#### Given data ####

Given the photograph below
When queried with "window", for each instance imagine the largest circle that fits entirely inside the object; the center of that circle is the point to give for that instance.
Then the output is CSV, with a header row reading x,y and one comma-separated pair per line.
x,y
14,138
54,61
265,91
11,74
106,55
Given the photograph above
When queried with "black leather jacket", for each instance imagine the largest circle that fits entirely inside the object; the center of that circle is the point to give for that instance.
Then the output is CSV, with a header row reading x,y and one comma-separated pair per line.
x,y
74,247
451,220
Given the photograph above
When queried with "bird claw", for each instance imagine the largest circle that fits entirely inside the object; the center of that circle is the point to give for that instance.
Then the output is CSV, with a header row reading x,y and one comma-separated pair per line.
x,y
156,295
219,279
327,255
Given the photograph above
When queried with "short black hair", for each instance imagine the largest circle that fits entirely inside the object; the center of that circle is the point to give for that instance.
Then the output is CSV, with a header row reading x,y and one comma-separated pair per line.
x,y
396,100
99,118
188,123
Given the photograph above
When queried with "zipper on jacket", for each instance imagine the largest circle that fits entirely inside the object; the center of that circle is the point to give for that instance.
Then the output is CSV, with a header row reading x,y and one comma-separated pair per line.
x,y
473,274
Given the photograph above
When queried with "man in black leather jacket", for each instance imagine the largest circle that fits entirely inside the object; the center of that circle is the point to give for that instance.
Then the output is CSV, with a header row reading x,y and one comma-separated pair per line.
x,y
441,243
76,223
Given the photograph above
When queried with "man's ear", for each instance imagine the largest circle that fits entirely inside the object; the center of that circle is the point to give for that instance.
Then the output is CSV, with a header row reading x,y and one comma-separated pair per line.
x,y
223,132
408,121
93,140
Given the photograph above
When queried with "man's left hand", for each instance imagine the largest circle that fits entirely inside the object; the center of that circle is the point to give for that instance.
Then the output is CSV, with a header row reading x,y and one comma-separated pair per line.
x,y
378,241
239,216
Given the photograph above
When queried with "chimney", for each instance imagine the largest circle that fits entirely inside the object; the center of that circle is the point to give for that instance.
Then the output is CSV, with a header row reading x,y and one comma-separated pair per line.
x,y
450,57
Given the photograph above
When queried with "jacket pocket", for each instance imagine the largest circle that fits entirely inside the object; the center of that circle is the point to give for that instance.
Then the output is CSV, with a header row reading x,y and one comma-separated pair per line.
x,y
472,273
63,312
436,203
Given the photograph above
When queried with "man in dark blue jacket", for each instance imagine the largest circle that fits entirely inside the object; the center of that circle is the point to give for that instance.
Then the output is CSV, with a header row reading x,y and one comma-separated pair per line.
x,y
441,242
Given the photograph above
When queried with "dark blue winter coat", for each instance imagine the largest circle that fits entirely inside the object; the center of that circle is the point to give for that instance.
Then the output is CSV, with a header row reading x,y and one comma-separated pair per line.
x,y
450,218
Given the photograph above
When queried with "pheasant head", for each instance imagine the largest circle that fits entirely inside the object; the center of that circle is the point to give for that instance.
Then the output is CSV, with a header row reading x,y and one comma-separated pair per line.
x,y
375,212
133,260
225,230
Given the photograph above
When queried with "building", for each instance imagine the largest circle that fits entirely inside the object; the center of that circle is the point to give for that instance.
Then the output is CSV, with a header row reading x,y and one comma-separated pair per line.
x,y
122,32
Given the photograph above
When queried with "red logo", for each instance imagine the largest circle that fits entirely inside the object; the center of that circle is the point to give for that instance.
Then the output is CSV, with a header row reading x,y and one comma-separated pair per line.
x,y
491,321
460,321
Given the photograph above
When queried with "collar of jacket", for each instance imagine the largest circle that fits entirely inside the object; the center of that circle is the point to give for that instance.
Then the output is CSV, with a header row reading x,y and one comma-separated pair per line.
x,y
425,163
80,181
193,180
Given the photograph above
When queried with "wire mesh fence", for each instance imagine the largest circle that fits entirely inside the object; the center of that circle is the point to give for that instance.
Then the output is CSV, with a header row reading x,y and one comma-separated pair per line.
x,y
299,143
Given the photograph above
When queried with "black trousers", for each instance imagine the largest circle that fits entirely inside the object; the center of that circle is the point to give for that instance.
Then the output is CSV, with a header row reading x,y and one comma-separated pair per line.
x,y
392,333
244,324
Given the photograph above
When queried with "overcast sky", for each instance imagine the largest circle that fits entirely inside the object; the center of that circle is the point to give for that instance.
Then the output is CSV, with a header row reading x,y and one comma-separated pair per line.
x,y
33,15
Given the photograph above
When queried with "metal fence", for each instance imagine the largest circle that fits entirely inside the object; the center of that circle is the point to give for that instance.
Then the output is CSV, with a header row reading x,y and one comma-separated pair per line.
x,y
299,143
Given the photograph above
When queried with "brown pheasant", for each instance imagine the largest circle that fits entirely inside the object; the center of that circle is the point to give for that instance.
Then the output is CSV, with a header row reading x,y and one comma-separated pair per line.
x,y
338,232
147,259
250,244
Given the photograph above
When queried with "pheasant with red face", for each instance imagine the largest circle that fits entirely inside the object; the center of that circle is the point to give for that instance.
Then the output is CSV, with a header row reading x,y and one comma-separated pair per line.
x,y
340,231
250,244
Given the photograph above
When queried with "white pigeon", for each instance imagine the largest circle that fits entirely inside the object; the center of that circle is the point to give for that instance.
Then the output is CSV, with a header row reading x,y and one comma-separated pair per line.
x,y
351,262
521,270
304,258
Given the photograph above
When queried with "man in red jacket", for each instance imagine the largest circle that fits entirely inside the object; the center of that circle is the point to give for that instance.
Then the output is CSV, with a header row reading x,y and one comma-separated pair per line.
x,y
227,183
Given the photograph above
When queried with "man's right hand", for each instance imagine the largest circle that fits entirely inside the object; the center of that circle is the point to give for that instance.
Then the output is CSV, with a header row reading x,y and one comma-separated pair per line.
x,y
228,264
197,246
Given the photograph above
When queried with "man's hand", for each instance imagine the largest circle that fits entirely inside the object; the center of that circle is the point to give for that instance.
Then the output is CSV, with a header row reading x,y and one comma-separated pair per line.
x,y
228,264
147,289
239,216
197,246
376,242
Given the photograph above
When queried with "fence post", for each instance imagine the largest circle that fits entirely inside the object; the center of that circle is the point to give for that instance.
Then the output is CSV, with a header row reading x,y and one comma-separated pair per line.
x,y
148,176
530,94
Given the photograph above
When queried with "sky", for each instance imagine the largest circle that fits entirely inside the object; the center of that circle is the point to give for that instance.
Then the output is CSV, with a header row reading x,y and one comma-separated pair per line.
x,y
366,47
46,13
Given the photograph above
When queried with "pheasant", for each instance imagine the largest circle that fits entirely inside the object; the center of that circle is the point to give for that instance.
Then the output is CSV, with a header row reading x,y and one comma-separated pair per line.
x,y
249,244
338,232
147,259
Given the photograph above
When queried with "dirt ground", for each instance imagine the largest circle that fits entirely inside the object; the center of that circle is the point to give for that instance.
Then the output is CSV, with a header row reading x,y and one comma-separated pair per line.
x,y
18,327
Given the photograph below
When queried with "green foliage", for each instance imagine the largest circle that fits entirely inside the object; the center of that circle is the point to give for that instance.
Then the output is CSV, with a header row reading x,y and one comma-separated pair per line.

####

A full, exact copy of the entries is required. Return it.

Given the photograph below
When queried with "window", for each instance imagine the largest circle that fits entirely inside the object; the center of that circle is the point to give for that instance.
Then the output is CSV, with a header row reading x,y and one comma-separated pair per line.
x,y
14,138
54,61
265,91
11,74
106,55
Given the photograph above
When queried with "black leather jacket", for each instance imagine the largest circle that fits entirely inside the object; the center of that circle is the point to give for that instance.
Then the output is CSV, with a header row reading x,y and one comma-separated pair per line.
x,y
74,247
451,220
Given the photograph above
When queried with "bird claw", for each instance imagine the largest circle that fits entirely inside the object; the center of that circle is the point to give for that instance.
Then the output is CSV, with a header row reading x,y and one comma-separated pair per line.
x,y
156,295
219,279
327,255
Given the photograph above
When queried with "short black hair", for each instance imagine the largest circle that fits entirely inside the object; the center of that circle is the point to give for that instance.
Then the output is CSV, with a header row reading x,y and one comma-separated pair per line.
x,y
396,100
99,118
188,123
Given the photograph above
When queried with "zipper on jacket", for each instance imagine the largest circle that fits entirely inside the object; the center of that circle is the point to give for that instance.
Then the output is CSV, with a header row reading x,y and one comma-separated pair per line.
x,y
473,274
Given the photograph above
When queried with "man in black leather jacket", for each instance imagine the largest circle that fits entirely inside the object; the center of that circle is the point to give for that instance.
Then the output is CSV, with a header row reading x,y and one comma-separated pair per line.
x,y
441,243
76,223
Given the photograph above
When queried with "man's ear", for each instance imagine the largest circle that fits entirely inside the object; the center of that circle is the point to give for that instance.
Then the output is CSV, with a header row reading x,y and one comma-separated pair per line.
x,y
223,132
408,121
93,140
Given the photograph above
When queried with "man's left hand", for each instance imagine the largest circle that fits entirely inside the object; the center of that circle is the point to give for that instance.
Then the output is CSV, with a header row reading x,y and one comma-separated pair per line.
x,y
378,241
239,216
Given the photograph above
When queried with "chimney", for each instance imagine the largest circle that fits entirely inside the object; the center of that circle is the point to give for that instance.
Then the output is CSV, with a header row reading x,y and one comma-separated pair per line.
x,y
450,57
Given the photograph above
When queried with "jacket pocket", for each instance imagine the largest circle that fits entirely inside the object; the center of that circle is the point to give for that instance.
Then the output is CSV, with a header row reading x,y and one comma-separated pair per line.
x,y
472,273
63,312
436,203
Given the photograph above
When queried with "man in dark blue jacket", for each instance imagine the largest circle that fits entirely inside the object; the center of that circle is the point to give for that instance.
Then the output is CSV, with a header row reading x,y and one comma-separated pair per line.
x,y
441,242
Given the photograph above
When queried with "dark blue winter coat", for each instance imagine the largest circle that fits entirely inside the object; the center of that circle is the point to give for that instance.
Then the output is CSV, with a header row reading x,y and one comma-separated pair per line.
x,y
450,218
Given the photograph above
When queried with "pheasant head", for each instance imagine the largest circle that fits entirely inside the object; the center of that circle is the point to give for that instance.
Then the output is CSV, with a header row reading x,y and one comma-separated pair per line.
x,y
375,212
133,260
225,230
Given the photograph above
When queried with "building", for each instance imagine the largest circle that fits entirely inside the object; the center of that circle is the point to give for that instance.
Then the output is CSV, with a header row reading x,y and one comma-separated pair per line.
x,y
122,32
Given the photograph above
When queried with "red logo", for each instance imagine the largest circle that fits entirely inside the object; the center of that circle is the point to give for that instance.
Then the output is CSV, with a header row reading x,y and one comma-separated pair per line.
x,y
491,321
460,321
Given the photograph above
When queried with "collar of jacket", for each instance imagine the largest circle that fits entirely inside the object; the center of that circle is the point to give for that instance.
Then the output is CSV, with a header row reading x,y and one comma-separated pair per line.
x,y
425,163
80,181
193,180
Given the photograph above
When queried with "wire mesh fence", for each instance imagine the largest circle that fits entirely inside the object; the center of that circle is the point to give for that instance.
Then the output is CSV, with a header row reading x,y and one comma-separated pair per line.
x,y
299,143
Given the photograph above
When queried with "black trousers", for each instance imagine the largest circle that fits entirely inside the object; the center of that circle is the point to give for that instance.
Then the output is CSV, with a header row reading x,y and one comma-separated pair per line.
x,y
392,333
244,324
Given the photograph above
When queried with "overcast sky", for each instance imagine the largest circle that fits entirely inside the object; the center of that circle is the point to give for that instance.
Then the output is CSV, with a header row reading x,y and one comma-separated pair per line.
x,y
33,15
Given the photograph above
When queried with "metal fence", for each instance imagine the largest circle that fits entirely inside the object; the center of that circle is the point to give for that instance.
Then the output is CSV, with a header row reading x,y and one comma-separated pair per line.
x,y
299,143
Given the photograph above
When queried with "brown pheasant", for each instance imagine the largest circle that fits entirely inside the object; the center of that circle is the point to give for that instance.
Then the output is CSV, with a header row reading x,y and one comma-separated pair per line.
x,y
338,232
147,259
250,244
Given the photograph above
When queried with "pheasant with red face", for each instance imagine the largest circle that fits entirely inside the object; the center of that circle is the point to give for that instance.
Then the output is CSV, with a header row reading x,y and one comma-separated pair per line.
x,y
340,231
250,244
Given the photograph above
When queried with "white pigeon", for each instance imagine the largest circle that fits entirely inside the object; the center of that circle is the point to give for that instance.
Then the output is CSV, with a header row reading x,y and one comma-separated pair per line.
x,y
351,262
521,270
304,258
Given the photograph above
When queried with "man in red jacket", for each instance imagine the largest circle that fits entirely inside the object; the center of that circle is the point to give for that instance.
Then the output is CSV, with a header row reading x,y and one comma-separated pair per line.
x,y
227,183
Given the photograph above
When queried with "man's right hand", for each instance imagine the largest circle that fits entirely inside the object; the center of that circle is the point to give for that instance.
Then the output is CSV, with a header row reading x,y and one comma-separated pair per line.
x,y
228,264
197,246
Given the photograph above
When queried with "man's hand", for each instance imagine the largest circle that fits entirely inside the object; the center of that circle is the point to give for that instance.
Then the output is CSV, with a header row reading x,y and one comma-separated pair per line.
x,y
228,264
147,289
239,216
197,246
376,242
Given the photograph above
When queried with "fence post", for each instance imagine the largest circle that fits entirely inside the object; the center of that circle is the point to give for that instance.
Then the output is CSV, with a header row reading x,y and one comma-separated pair per line.
x,y
148,176
530,94
Given the photograph above
When queried with "sky", for each instance imagine the largest circle that fits entirely inside the object; the center of that circle is the point to give for that instance.
Then the output is CSV, with a header row reading x,y and one comma-separated pair per line.
x,y
366,47
46,13
Given the photograph above
When queried with "pheasant", for each instance imagine the largest circle that fits entirely inside the object; the center of that circle is the point to give for that instance.
Then the output is CSV, with a header row reading x,y and one comma-separated pair per line.
x,y
249,244
338,232
147,259
Given the photograph above
When queried with "dirt ground", for each instance imagine the largest circle that fits entirely inside the object; the center of that circle is the point to give for that instance.
Then the output is CSV, with a header row reading x,y and one comma-separated pair per line.
x,y
18,327
Given the photograph below
When queried with "green foliage", for each instance imagine the largest circle that fits entirely inside the object; the center of that circle is the point to give for that instance.
Then the output is CSV, with a header row reading x,y and one comma-separated pair per line.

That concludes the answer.